§ **Written task**:
Resume the article on the Argentine miniseries Culpables, continuing directly after its final sentence.

§ **Text segment**:
____

- Genre: Drama
- Created by: Adrián Suar
- Written by: Juan José Campanella Fernando Castets
- Directed by: Daniel Barone
- Starring: Mercedes Morán Diego Peretti Alfredo Casero Gabriela Toscano Fernán Mirás Soledad Villamil Susú Pecoraro
- Theme music composer: Los Abuelos de la Nada
- Opening theme: Costumbres Argentinas
- Country of origin: Argentina
- Original language: Spanish
- No. of seasons: 1
- No. of episodes: 39

Production
- Producer: Pol-Ka

Original release
- Network: El Trece
- Release: April 3 – December 25, 2001

= Culpables =

Culpables is a 2001 Argentine miniseries, produced by Pol-Ka and aired by El Trece. It starred by Mercedes Morán, Diego Peretti, Alfredo Casero, Gabriela Toscano, Fernán Mirás, Soledad Villamil and Susú Pecoraro. It received the Golden Martín Fierro award.

____

§ **Records provided**:
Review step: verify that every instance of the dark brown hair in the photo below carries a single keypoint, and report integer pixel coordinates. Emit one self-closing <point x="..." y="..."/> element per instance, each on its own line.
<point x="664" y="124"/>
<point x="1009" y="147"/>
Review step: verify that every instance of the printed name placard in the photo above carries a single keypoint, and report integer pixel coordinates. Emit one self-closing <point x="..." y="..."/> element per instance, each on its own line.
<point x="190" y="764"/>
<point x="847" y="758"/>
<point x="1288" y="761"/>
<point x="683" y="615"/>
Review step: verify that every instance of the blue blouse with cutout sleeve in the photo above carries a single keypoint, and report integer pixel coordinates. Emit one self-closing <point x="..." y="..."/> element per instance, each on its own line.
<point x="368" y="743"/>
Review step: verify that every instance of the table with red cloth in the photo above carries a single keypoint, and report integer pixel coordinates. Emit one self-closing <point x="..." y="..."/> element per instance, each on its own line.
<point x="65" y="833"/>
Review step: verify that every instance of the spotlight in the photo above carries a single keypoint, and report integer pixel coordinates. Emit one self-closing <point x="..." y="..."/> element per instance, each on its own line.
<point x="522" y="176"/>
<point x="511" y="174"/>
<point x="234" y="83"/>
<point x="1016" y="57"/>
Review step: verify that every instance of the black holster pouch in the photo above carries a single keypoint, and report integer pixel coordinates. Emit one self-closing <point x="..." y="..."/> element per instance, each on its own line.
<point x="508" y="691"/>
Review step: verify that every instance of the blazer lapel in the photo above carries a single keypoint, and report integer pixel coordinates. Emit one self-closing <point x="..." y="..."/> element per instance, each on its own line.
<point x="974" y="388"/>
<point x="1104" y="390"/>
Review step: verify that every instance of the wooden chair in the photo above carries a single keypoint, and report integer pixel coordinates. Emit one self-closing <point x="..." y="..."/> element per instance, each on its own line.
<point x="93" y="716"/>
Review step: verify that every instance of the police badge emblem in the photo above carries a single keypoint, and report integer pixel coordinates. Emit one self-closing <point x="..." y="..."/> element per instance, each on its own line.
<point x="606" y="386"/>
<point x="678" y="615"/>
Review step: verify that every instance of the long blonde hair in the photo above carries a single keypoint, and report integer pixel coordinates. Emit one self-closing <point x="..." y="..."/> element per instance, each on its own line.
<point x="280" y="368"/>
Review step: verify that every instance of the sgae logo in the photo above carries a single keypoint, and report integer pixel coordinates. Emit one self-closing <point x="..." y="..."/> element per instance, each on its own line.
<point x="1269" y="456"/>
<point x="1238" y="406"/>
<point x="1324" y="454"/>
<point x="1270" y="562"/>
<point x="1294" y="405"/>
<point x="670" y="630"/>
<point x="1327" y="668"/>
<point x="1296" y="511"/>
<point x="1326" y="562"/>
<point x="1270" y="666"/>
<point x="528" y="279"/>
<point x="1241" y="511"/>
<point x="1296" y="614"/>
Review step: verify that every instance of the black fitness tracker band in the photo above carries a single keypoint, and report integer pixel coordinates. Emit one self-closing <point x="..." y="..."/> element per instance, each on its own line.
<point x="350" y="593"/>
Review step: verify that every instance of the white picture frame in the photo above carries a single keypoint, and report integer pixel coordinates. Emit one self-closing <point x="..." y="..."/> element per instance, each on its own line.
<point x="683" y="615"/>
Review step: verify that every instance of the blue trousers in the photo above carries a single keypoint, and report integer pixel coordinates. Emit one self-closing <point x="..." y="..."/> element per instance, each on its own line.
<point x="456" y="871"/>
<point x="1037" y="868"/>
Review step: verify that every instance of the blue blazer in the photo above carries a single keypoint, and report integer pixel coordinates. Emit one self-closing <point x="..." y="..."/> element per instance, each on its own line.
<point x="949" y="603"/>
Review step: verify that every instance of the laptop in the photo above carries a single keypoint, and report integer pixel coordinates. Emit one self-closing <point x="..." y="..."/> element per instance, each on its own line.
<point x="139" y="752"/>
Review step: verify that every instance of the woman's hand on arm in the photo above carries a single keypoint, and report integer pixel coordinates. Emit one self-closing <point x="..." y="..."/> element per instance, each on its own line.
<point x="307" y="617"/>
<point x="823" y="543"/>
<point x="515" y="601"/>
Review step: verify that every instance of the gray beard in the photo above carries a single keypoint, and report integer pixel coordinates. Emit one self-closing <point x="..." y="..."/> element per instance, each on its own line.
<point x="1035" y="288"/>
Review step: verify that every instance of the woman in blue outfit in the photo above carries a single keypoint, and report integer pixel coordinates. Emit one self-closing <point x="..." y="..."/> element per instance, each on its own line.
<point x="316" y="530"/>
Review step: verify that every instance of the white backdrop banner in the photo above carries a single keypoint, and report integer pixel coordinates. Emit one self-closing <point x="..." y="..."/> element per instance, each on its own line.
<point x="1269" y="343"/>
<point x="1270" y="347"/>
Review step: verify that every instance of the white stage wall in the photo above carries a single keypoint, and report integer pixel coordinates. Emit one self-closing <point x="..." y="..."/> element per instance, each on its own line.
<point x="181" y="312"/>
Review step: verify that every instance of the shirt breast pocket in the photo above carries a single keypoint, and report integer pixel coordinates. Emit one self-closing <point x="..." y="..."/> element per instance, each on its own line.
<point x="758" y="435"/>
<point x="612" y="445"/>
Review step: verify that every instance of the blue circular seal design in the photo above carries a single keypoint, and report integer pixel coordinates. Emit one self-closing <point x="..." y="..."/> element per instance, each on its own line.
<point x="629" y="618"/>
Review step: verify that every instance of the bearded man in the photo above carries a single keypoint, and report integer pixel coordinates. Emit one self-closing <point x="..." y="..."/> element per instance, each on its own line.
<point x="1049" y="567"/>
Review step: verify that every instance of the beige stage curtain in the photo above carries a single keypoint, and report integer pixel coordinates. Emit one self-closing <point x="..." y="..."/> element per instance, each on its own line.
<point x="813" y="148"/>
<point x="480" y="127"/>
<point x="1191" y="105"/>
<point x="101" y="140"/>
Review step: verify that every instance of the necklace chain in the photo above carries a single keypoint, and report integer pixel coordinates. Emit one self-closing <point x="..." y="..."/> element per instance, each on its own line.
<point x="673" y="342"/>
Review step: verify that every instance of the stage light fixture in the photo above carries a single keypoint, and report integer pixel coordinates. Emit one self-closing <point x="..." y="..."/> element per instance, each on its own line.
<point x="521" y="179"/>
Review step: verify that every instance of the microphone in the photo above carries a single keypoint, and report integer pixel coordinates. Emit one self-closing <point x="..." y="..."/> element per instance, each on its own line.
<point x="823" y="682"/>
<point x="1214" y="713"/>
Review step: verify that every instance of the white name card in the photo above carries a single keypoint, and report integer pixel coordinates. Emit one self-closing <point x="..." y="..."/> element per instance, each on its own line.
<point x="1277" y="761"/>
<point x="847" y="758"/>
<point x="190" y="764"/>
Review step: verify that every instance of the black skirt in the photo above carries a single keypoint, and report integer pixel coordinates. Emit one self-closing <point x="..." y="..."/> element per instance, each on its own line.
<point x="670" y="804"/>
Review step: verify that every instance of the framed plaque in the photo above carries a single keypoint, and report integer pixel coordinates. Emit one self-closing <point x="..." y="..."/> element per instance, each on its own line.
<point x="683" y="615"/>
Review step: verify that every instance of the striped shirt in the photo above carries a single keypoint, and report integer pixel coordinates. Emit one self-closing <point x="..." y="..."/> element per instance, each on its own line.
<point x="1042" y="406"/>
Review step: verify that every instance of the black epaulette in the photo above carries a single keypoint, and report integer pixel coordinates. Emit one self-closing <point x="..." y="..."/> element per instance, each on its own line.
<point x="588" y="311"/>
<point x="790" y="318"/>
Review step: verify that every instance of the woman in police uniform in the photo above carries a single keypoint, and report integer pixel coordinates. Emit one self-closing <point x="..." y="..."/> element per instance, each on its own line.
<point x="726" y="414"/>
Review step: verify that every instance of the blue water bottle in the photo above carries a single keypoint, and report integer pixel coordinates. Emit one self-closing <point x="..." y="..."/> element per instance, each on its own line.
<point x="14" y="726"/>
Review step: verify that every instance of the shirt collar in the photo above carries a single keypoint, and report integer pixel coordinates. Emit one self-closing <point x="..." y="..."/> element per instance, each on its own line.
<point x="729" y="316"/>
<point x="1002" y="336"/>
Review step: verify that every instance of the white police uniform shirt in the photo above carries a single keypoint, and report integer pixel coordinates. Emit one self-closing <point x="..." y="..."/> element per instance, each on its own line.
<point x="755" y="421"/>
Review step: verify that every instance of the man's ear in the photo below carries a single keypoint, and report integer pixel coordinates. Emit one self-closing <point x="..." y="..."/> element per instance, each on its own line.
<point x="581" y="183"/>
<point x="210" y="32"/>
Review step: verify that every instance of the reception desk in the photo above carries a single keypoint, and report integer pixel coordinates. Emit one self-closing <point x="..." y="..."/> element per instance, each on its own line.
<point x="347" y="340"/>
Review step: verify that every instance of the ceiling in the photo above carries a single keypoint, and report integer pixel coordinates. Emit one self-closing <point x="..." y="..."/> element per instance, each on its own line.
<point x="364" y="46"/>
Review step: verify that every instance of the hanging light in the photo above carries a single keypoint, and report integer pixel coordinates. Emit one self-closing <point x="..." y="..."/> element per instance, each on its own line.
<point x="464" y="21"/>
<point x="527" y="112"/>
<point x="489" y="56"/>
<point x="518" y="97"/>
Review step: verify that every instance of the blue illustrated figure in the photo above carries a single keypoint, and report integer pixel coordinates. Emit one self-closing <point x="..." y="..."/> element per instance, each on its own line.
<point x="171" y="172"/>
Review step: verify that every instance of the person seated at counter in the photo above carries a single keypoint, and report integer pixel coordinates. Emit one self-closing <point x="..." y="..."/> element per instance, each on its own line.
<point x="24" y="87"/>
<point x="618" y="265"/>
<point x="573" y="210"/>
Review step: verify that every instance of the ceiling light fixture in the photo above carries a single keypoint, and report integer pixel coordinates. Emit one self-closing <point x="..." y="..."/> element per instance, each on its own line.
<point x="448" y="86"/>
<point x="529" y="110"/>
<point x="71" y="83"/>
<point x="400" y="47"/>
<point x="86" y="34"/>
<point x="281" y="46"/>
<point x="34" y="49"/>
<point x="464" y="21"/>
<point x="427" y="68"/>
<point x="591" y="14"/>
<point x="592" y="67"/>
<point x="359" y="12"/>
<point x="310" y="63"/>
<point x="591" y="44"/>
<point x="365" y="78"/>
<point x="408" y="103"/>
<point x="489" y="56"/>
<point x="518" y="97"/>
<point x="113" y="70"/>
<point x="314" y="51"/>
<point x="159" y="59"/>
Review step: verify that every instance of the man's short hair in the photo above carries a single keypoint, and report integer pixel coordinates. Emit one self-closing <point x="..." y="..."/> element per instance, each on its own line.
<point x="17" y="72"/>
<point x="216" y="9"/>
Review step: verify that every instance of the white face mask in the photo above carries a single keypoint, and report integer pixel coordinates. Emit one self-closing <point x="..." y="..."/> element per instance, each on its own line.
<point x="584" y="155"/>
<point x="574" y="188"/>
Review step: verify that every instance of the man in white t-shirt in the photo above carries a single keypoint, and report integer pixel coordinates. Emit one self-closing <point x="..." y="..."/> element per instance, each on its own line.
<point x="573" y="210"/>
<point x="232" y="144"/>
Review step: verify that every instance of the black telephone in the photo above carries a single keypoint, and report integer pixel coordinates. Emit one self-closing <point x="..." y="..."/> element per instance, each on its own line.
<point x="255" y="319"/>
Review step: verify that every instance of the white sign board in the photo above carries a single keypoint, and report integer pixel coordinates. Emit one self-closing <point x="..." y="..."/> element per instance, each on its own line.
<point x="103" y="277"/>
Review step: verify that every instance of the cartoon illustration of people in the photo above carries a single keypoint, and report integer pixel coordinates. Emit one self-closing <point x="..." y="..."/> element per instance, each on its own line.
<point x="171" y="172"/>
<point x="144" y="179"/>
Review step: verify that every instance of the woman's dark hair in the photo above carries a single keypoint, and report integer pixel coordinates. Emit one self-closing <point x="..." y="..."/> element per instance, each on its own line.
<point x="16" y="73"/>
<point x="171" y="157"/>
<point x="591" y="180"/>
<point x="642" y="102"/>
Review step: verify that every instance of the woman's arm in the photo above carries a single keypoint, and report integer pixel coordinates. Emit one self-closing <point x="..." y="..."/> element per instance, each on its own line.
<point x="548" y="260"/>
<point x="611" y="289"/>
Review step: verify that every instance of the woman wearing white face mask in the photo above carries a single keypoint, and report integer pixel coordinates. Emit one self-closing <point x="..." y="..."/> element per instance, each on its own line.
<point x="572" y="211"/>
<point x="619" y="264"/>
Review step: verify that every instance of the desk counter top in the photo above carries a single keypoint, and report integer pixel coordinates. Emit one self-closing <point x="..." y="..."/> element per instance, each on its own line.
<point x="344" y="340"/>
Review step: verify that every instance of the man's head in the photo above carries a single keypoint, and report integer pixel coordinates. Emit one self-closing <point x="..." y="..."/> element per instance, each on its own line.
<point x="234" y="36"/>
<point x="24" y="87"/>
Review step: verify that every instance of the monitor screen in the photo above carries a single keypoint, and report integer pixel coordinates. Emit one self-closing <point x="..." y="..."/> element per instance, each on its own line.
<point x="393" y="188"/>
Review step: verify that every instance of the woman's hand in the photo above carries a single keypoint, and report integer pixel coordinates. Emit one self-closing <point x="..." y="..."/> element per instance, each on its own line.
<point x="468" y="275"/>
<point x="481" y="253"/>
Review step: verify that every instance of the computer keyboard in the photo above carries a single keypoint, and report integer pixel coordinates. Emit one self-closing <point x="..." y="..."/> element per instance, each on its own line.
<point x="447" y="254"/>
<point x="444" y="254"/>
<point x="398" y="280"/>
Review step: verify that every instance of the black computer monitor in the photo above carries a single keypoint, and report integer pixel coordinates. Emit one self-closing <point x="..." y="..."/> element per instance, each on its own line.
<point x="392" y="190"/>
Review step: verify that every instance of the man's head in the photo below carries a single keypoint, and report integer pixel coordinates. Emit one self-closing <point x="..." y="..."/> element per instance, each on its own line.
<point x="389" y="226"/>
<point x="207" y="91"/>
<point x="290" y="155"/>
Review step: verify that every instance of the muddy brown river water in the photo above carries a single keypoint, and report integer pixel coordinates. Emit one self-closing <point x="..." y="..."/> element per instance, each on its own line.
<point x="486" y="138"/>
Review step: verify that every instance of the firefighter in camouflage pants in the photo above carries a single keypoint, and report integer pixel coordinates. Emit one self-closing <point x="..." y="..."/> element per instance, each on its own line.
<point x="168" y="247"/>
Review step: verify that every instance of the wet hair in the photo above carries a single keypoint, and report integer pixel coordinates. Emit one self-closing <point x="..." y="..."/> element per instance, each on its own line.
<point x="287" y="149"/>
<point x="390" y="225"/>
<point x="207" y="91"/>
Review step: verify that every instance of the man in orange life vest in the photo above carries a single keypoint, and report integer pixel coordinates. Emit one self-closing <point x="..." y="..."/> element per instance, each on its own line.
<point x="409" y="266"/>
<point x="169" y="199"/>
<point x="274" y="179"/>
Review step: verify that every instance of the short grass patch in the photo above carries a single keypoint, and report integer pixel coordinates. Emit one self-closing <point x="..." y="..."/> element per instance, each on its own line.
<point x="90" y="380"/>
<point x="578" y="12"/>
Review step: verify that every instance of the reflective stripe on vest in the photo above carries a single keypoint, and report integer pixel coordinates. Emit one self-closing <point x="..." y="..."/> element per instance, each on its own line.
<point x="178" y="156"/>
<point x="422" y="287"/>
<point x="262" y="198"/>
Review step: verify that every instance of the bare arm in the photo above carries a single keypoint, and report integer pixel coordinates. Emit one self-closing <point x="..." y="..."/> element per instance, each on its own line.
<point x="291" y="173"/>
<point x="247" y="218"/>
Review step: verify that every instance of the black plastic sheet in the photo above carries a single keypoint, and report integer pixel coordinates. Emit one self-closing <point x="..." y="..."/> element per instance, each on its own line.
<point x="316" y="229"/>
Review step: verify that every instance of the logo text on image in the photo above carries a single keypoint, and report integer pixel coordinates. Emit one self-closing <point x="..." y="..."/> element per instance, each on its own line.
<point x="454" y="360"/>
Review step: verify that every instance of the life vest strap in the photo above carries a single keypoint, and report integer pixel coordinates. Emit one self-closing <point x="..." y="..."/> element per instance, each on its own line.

____

§ **Task result**:
==Production==
The miniseries was aimed to young adults, as previous productions by Pol-Ka such as Vulnerables and Verdad / Consecuencia. It was produced at a time when TV miniseries were being displaced by reality shows.

This miniseries was the first notable work in television by the actor Diego Peretti. He had worked previously in Poliladron, Rodolfo Rojas D.T. and Campeones, but as a secondary actor. It was also the first time that he did not play a character with a tic or a disability.

==Plot==
The miniseries is focused in a group of friends and their couples. Anibal and Daniela have two sons, and face a romantic crisis. Claudio and Adriana have no sons, and Claudio is unemployed. Perla, just divorced from an abusive husband, is married with Willy and has a lesbian daughter, Sofía. Chechu is a bachelor woman.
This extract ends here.